Entries from a point annotation set:
--- Begin ---

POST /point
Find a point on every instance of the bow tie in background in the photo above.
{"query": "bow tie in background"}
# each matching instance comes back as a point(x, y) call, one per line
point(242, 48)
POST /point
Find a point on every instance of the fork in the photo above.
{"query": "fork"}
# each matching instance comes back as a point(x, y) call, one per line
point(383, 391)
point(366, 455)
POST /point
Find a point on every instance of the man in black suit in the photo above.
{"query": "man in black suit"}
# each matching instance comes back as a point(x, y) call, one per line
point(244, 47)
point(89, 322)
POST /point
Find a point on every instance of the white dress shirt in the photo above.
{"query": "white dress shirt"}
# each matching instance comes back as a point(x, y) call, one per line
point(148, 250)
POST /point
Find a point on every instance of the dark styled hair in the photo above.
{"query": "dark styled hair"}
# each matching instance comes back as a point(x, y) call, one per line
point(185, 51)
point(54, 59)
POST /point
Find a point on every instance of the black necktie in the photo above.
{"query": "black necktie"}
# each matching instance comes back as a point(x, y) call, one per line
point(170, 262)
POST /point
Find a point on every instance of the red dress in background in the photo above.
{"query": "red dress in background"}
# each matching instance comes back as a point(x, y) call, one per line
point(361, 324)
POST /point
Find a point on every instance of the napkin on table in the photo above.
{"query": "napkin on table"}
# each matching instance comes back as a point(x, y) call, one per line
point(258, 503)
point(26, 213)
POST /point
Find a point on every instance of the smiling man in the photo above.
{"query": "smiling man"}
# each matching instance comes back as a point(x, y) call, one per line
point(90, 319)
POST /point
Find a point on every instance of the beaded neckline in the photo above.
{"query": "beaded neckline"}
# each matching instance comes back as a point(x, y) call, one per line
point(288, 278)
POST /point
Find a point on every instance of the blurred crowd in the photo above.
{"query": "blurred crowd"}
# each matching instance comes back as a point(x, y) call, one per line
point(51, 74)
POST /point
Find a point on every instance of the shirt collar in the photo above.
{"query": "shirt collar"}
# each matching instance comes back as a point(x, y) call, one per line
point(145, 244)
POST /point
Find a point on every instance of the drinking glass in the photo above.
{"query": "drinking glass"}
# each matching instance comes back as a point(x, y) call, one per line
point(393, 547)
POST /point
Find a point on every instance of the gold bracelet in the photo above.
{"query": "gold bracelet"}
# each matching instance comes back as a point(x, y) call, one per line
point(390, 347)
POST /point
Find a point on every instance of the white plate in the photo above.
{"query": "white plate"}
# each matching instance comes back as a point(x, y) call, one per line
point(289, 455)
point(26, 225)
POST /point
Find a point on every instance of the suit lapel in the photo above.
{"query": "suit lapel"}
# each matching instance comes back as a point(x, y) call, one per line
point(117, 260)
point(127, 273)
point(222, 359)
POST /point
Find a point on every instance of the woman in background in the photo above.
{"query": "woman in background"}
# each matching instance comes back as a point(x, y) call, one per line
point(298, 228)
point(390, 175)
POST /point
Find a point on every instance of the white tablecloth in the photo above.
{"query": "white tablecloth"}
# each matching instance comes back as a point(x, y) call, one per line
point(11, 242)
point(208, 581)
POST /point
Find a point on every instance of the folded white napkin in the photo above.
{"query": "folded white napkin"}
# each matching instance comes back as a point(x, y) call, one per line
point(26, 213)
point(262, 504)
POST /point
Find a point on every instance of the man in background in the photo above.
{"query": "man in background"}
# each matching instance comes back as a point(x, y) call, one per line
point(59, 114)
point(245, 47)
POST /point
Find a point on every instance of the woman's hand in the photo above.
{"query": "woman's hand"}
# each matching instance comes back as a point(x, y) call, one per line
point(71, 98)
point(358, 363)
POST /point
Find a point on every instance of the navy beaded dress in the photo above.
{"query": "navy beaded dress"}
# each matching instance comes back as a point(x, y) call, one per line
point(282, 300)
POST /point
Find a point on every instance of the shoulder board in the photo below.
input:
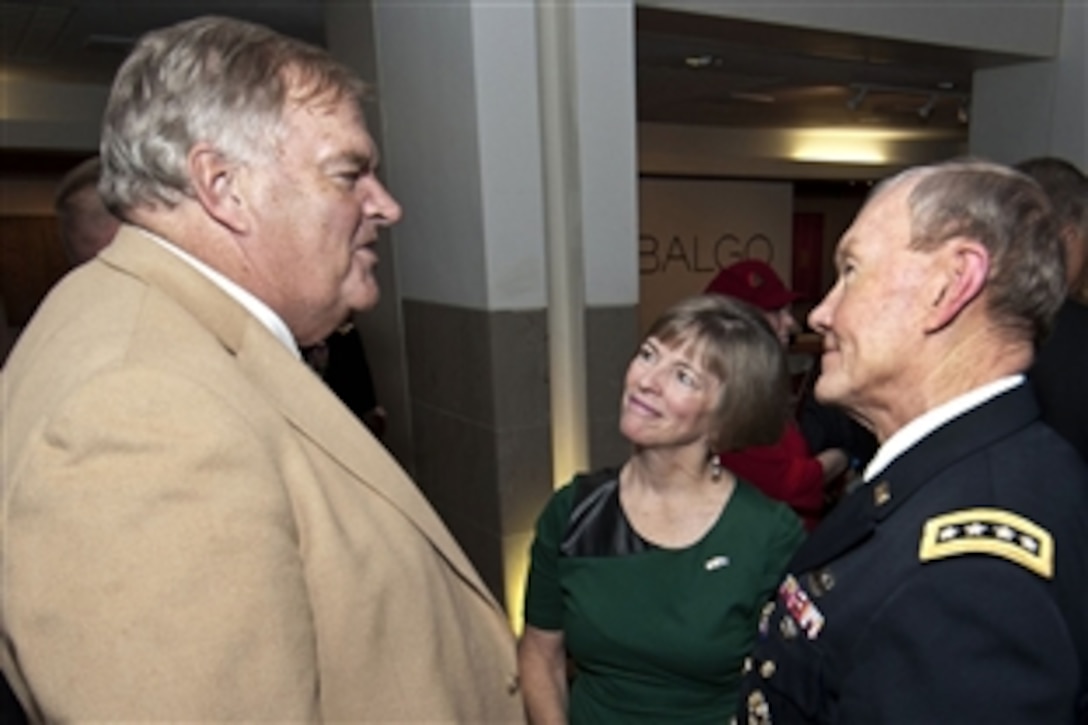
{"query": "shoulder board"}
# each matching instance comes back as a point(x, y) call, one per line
point(990, 532)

--- End ---

• GIVEN TASK: Reproduce every one of the records above line for line, leaving out the pictures.

• TASK RESPONSE:
POST /point
Find a point on every instance of the bow tie in background in the photo above.
{"query": "bow tie in background"}
# each matching instance comes back as a point(x, y) call, one per line
point(242, 48)
POST /point
Find a point on every instance of the fork in the photo above.
{"query": "fork"}
# each matching instance comes back as a point(x, y) call, one per line
point(383, 391)
point(366, 455)
POST /point
Find a point on every instance of the man in black suit in the photo above.
{"query": "man in black suit"}
# each matching instance comes back as a point(x, y) call, one per line
point(244, 47)
point(89, 322)
POST /point
Find a point on every instance of the white dress shirt in the photo above.
{"query": "white dress shirt"}
# each matching instance comes back as a point(x, y) call, one per line
point(148, 250)
POST /point
Find a point on every instance of the dark styled hair in the photo above.
{"query": "dark styled hair"}
# each matching instance comes back as a point(x, y) call, one per line
point(185, 51)
point(54, 59)
POST /point
Find a point on every instance of the black necktie in the photo above.
{"query": "black necktie"}
# each matching instance comes back as a point(x, y) call, one per line
point(170, 262)
POST /point
Find a point on every instance of the red dress in background in the photo above.
{"query": "red dress in background"}
# each matching instance comes back as a point(x, y) call, one per line
point(361, 324)
POST /point
Find a point on every instance of the napkin on table in the photo above.
{"query": "napkin on table"}
# each matching instance comes back as a point(x, y) call, one per line
point(258, 503)
point(26, 213)
POST /point
Find a point on every instance of the smiling man in the photo above.
{"query": "smiling man"}
# each matching instance comes back as a point(x, y) call, one per line
point(90, 319)
POST /point
Find a point on every instance of the beaded neckline in the photo above.
{"query": "beaded neckline"}
# each matching instance comes back as a point(x, y) call, one per line
point(288, 278)
POST /point
Find a point on every instance of the blurred crowd in the photo above.
{"query": "blurred crowd"}
# each matching instance comes back as a point(x, y) call, one per line
point(51, 74)
POST /point
Find a point on every instance of the shirt collar in the photo above.
{"query": "shirt collar"}
# each matching instance comes back as a point(x, y) call, one per line
point(145, 244)
POST /point
Find a point on every instance of the drinking glass in the photo above.
{"query": "drinking glass"}
# each matching instance comes back as a point(x, y) call, one per line
point(393, 547)
POST /point
Find a point on every instance of the gold bracelet in the photo above.
{"query": "gold bracelet"}
# each matching instance comes back as a point(x, y) call, one per line
point(390, 347)
POST /point
Find a point on every instance of the white plate in the photo above.
{"query": "white plate"}
# each matching instance comes back as a point(x, y) call, one per line
point(289, 455)
point(26, 225)
POST /point
Find a point on every instance of the suit lapel in the photo above.
{"query": "suit lapel"}
# each matching instance comes back as a point(x, y) call, one per line
point(117, 260)
point(127, 273)
point(222, 359)
POST /point
Find a point on every instance of the woman in background in the photo above.
{"query": "woman in background"}
# each matching instance comes back as a point(x, y) call, one per line
point(298, 228)
point(390, 175)
POST /point
Find a point on every instance of the white tablecloth in the photo above.
{"query": "white tablecloth"}
# each matching instance comes back as a point(x, y) call, one per line
point(11, 242)
point(208, 581)
POST /point
Find a point on every instance of the folded white napkin in the photo above.
{"query": "folded white napkin"}
# each matching instance comes back as a point(x, y) call, one per line
point(26, 213)
point(262, 504)
POST /point
Find a point on every instance of the man in background in the photo above.
{"query": "man in background"}
# each matching instance comes back as a point(x, y) call, one per line
point(59, 114)
point(245, 47)
POST /point
Find a point on every instance of the woman's hand in the photo above.
{"query": "woman's hand"}
# each matching instance comes back as a point(x, y) call, one per line
point(71, 98)
point(358, 363)
POST /point
Find a point on every instance of the navy beaded dress in the photo above.
{"query": "navy beaded dress"}
# each matching instance comes back as a point(x, y) call, one per line
point(282, 300)
POST /point
Find a point on every instance of the shoulder board in the photo below.
input:
{"query": "shoulder board"}
# each matching instance comes back as a point(x, y) call, one per line
point(990, 532)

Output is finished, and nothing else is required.